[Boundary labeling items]
— START —
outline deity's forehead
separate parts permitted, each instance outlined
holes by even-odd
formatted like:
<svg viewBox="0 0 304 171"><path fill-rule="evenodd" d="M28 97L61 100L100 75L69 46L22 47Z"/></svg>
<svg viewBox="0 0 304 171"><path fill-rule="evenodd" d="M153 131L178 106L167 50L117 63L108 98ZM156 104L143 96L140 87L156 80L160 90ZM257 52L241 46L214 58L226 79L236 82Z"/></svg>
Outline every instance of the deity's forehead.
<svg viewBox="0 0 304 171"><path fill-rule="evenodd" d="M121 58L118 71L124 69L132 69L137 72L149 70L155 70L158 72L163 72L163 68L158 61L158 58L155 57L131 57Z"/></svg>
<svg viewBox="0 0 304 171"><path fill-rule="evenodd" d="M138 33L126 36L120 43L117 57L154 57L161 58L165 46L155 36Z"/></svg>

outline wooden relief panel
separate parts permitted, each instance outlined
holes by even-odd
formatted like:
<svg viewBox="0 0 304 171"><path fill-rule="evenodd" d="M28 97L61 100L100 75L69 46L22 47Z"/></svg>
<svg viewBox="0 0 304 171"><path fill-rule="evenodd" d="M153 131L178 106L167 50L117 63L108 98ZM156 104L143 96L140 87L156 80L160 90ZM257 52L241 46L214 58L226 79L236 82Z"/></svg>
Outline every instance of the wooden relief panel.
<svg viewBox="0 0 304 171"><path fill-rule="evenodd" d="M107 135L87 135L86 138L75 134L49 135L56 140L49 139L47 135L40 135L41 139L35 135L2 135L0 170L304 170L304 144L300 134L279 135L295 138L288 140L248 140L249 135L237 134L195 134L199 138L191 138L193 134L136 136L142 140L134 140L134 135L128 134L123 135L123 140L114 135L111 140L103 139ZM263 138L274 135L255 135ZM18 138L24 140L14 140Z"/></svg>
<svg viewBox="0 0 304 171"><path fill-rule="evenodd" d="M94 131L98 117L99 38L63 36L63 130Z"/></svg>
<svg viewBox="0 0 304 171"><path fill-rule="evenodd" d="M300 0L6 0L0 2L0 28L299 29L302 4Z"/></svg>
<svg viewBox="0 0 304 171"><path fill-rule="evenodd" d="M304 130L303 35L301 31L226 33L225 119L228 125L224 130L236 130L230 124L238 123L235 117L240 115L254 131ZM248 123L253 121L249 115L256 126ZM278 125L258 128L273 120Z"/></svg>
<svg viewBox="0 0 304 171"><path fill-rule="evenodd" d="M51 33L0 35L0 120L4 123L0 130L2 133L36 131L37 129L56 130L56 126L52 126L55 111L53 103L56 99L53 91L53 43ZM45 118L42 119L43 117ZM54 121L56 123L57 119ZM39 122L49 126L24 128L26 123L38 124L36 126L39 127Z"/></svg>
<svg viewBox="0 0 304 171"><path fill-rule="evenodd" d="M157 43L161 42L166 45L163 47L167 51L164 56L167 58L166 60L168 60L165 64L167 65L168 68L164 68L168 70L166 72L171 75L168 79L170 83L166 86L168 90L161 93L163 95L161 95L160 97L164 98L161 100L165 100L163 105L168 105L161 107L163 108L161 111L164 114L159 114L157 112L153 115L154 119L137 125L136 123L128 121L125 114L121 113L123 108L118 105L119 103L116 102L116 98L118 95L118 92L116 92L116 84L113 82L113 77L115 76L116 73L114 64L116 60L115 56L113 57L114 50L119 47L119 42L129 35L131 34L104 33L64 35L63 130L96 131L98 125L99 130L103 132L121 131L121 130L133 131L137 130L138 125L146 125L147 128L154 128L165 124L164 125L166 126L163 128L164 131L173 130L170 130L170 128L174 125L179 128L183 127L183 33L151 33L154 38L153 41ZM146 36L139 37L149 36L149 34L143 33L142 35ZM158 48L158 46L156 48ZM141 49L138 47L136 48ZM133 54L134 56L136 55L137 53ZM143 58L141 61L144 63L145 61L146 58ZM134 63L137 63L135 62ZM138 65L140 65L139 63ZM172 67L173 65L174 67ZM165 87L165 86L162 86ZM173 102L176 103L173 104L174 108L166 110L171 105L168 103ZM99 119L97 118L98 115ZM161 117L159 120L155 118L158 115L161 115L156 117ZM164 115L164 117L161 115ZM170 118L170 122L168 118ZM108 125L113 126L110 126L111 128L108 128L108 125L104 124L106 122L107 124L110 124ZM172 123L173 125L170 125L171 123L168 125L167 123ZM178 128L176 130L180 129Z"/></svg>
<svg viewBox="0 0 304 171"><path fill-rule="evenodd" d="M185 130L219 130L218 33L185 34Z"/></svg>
— END —
__YOUR INSTRUCTIONS__: Put the material from the line that contains "outline wooden relief panel" through the line that contains "131L98 117L99 38L63" into a Markdown table with the columns Row and Line. Leave out any blank lines.

__FINISHED EXERCISE__:
| Row | Line |
|---|---|
| 1 | outline wooden relief panel |
| 2 | separate parts permitted, each instance outlined |
| 3 | holes by even-odd |
| 4 | formatted like: |
| 5 | <svg viewBox="0 0 304 171"><path fill-rule="evenodd" d="M28 97L61 100L100 75L69 46L22 47Z"/></svg> |
| 6 | <svg viewBox="0 0 304 171"><path fill-rule="evenodd" d="M153 131L178 106L167 50L117 63L108 98ZM156 104L143 96L140 87L156 80L160 90ZM257 52L241 46L214 58L226 79L236 82Z"/></svg> |
| 7 | Outline every instance of the wooden relief panel. |
| 8 | <svg viewBox="0 0 304 171"><path fill-rule="evenodd" d="M107 135L87 135L86 138L75 134L49 135L56 140L49 139L47 135L40 135L41 139L35 135L2 135L0 170L304 170L304 144L300 134L279 135L295 138L288 140L248 140L249 135L237 134L195 134L199 138L191 138L193 134L136 136L142 140L134 140L134 135L128 134L123 135L123 140L114 135L111 140L103 139ZM263 138L274 135L255 135ZM18 138L24 140L14 140Z"/></svg> |
| 9 | <svg viewBox="0 0 304 171"><path fill-rule="evenodd" d="M94 131L98 117L99 38L63 36L63 130Z"/></svg> |